Requests →
A) In the article about the pastry chef, where does Jessica Prealpato work?
B) Please output lines of the records as a JSON list of strings, one string per line, with blank lines and pictures left out. Begin at the start of the records and stop after the line that contains "[532,443,681,510]".

* Begin Passage to read *

Meet the Frenchwoman who makes the ‘world’s greatest pastry’

Jessica Prealpato, who works at the three-star Michelin restaurant of the Plaza Athenee hotel in Paris, has been awarded the title of the best pastry chef on the planet for her unusual gastronomic creations.

Meet the Frenchwoman who makes the 'world's greatest pastry'
Jessica Prealpato has been named the best pastry chef on the planet by the World's 50 Best Restaurants ranking. Photo: AFP
Her desserts are often not at all sweet and she couldn't give a fig if people complain that they don't look great on Instagram.   
 
Instead the 32-year-old French woman is the creator of a whole new genre of guilt-free patisserie.
   
For Prealpato it is not about how a dessert looks, it's how it tastes — and the feelgood glow afterwards.

* End Passage to read *
* Begin Task inputs *

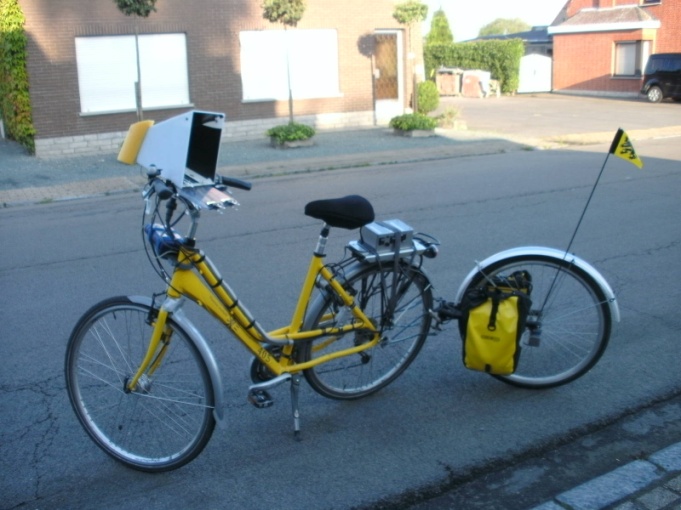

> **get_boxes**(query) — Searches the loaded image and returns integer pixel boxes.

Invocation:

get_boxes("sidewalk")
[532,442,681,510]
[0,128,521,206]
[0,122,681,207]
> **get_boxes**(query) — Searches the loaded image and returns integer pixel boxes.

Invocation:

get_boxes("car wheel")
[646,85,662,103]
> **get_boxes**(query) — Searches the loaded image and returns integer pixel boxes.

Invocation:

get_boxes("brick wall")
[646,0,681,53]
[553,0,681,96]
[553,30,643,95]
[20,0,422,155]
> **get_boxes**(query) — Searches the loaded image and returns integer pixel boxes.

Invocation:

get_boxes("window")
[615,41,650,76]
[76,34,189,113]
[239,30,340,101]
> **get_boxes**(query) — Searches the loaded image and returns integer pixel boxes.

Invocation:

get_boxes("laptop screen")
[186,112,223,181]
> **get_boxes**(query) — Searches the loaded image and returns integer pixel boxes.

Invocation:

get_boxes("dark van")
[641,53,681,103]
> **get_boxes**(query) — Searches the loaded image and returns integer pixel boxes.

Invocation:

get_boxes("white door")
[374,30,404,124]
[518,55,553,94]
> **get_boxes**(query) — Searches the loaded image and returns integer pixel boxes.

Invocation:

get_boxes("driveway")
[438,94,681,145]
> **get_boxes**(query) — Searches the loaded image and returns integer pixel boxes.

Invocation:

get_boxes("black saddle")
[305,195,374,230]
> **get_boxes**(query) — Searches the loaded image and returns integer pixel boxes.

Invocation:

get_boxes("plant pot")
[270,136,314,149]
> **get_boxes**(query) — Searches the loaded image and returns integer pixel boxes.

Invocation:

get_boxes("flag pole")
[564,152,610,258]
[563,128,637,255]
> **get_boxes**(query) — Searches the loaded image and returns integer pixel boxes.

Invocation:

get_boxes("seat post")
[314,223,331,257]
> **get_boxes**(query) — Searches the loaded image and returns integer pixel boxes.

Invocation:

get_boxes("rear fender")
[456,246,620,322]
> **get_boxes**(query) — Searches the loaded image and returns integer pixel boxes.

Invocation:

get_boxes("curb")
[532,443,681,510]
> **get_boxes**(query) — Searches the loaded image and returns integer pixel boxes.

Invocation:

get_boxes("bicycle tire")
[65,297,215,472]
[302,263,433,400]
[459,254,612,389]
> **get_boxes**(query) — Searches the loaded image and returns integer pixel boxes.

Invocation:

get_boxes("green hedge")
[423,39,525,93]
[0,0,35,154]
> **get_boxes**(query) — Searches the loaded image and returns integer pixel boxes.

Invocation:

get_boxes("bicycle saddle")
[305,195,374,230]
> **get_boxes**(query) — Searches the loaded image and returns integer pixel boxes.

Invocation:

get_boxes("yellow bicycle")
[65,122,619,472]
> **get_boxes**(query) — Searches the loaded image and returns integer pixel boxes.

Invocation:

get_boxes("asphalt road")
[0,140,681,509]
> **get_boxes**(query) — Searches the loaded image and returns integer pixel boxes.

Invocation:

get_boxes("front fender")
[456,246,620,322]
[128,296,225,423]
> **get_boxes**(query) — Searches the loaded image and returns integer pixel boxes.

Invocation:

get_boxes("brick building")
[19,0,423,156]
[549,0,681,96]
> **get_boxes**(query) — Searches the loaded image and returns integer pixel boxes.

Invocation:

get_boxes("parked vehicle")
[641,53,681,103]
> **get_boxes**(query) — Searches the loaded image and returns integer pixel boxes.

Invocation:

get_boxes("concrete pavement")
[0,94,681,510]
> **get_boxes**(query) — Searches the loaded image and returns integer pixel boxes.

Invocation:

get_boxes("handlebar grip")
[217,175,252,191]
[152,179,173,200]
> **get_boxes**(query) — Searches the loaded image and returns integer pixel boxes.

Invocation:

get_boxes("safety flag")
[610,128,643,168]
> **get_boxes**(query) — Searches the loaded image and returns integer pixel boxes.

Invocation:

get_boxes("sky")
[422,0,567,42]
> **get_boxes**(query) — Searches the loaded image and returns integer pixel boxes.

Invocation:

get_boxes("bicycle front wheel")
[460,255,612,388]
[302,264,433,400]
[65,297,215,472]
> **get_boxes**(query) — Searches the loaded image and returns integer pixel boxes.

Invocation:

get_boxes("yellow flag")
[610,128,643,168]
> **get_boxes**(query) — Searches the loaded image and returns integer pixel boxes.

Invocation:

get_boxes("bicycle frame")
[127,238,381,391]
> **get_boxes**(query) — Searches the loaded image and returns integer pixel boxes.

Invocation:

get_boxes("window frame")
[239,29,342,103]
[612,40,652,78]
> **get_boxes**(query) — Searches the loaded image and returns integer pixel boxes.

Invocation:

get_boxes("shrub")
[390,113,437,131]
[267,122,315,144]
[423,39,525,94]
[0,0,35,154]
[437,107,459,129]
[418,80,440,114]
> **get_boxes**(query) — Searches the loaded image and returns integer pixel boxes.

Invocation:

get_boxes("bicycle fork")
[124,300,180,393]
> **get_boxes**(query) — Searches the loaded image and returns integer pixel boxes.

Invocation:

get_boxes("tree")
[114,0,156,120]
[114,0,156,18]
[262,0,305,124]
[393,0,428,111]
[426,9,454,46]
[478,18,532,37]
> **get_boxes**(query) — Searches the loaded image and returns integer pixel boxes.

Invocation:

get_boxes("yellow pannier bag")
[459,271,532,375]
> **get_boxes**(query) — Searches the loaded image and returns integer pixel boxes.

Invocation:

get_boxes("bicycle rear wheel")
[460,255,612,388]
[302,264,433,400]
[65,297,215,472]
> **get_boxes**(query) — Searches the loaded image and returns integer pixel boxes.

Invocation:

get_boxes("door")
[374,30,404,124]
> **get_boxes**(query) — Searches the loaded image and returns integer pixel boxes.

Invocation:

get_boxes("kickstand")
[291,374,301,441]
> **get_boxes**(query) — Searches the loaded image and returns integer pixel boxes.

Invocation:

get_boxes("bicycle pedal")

* End Task inputs *

Responses to the tasks →
A) At the three-star Michelin restaurant of the Plaza Athenee hotel in Paris.

B)
[
  "> **get_boxes**(query) — Searches the loaded image and returns integer pixel boxes.",
  "Invocation:",
  "get_boxes(\"sidewalk\")",
  "[532,442,681,510]",
  "[0,128,521,206]",
  "[0,122,681,207]",
  "> **get_boxes**(query) — Searches the loaded image and returns integer pixel boxes.",
  "Invocation:",
  "get_boxes(\"car wheel\")",
  "[646,85,662,103]",
  "> **get_boxes**(query) — Searches the loaded image and returns integer pixel boxes.",
  "Invocation:",
  "get_boxes(\"brick wall\")",
  "[646,0,681,53]",
  "[553,0,681,96]",
  "[553,30,643,95]",
  "[20,0,422,155]",
  "> **get_boxes**(query) — Searches the loaded image and returns integer pixel boxes.",
  "Invocation:",
  "get_boxes(\"window\")",
  "[615,41,650,76]",
  "[76,34,189,113]",
  "[239,30,340,101]",
  "> **get_boxes**(query) — Searches the loaded image and returns integer pixel boxes.",
  "Invocation:",
  "get_boxes(\"laptop screen\")",
  "[186,112,223,181]",
  "> **get_boxes**(query) — Searches the loaded image and returns integer pixel boxes.",
  "Invocation:",
  "get_boxes(\"dark van\")",
  "[641,53,681,103]",
  "> **get_boxes**(query) — Searches the loaded image and returns integer pixel boxes.",
  "Invocation:",
  "get_boxes(\"white door\")",
  "[374,30,404,124]",
  "[518,55,553,94]",
  "> **get_boxes**(query) — Searches the loaded image and returns integer pixel boxes.",
  "Invocation:",
  "get_boxes(\"driveway\")",
  "[438,94,681,145]",
  "> **get_boxes**(query) — Searches the loaded image and returns integer pixel boxes.",
  "Invocation:",
  "get_boxes(\"black saddle\")",
  "[305,195,374,230]",
  "> **get_boxes**(query) — Searches the loaded image and returns integer pixel boxes.",
  "Invocation:",
  "get_boxes(\"plant pot\")",
  "[270,136,314,149]",
  "> **get_boxes**(query) — Searches the loaded image and returns integer pixel boxes.",
  "Invocation:",
  "get_boxes(\"flag pole\")",
  "[564,152,610,258]",
  "[563,128,637,255]",
  "> **get_boxes**(query) — Searches the loaded image and returns integer pixel boxes.",
  "Invocation:",
  "get_boxes(\"seat post\")",
  "[314,223,331,257]",
  "> **get_boxes**(query) — Searches the loaded image and returns integer pixel boxes.",
  "Invocation:",
  "get_boxes(\"rear fender\")",
  "[456,246,620,322]",
  "> **get_boxes**(query) — Searches the loaded image and returns integer pixel boxes.",
  "Invocation:",
  "get_boxes(\"curb\")",
  "[532,443,681,510]"
]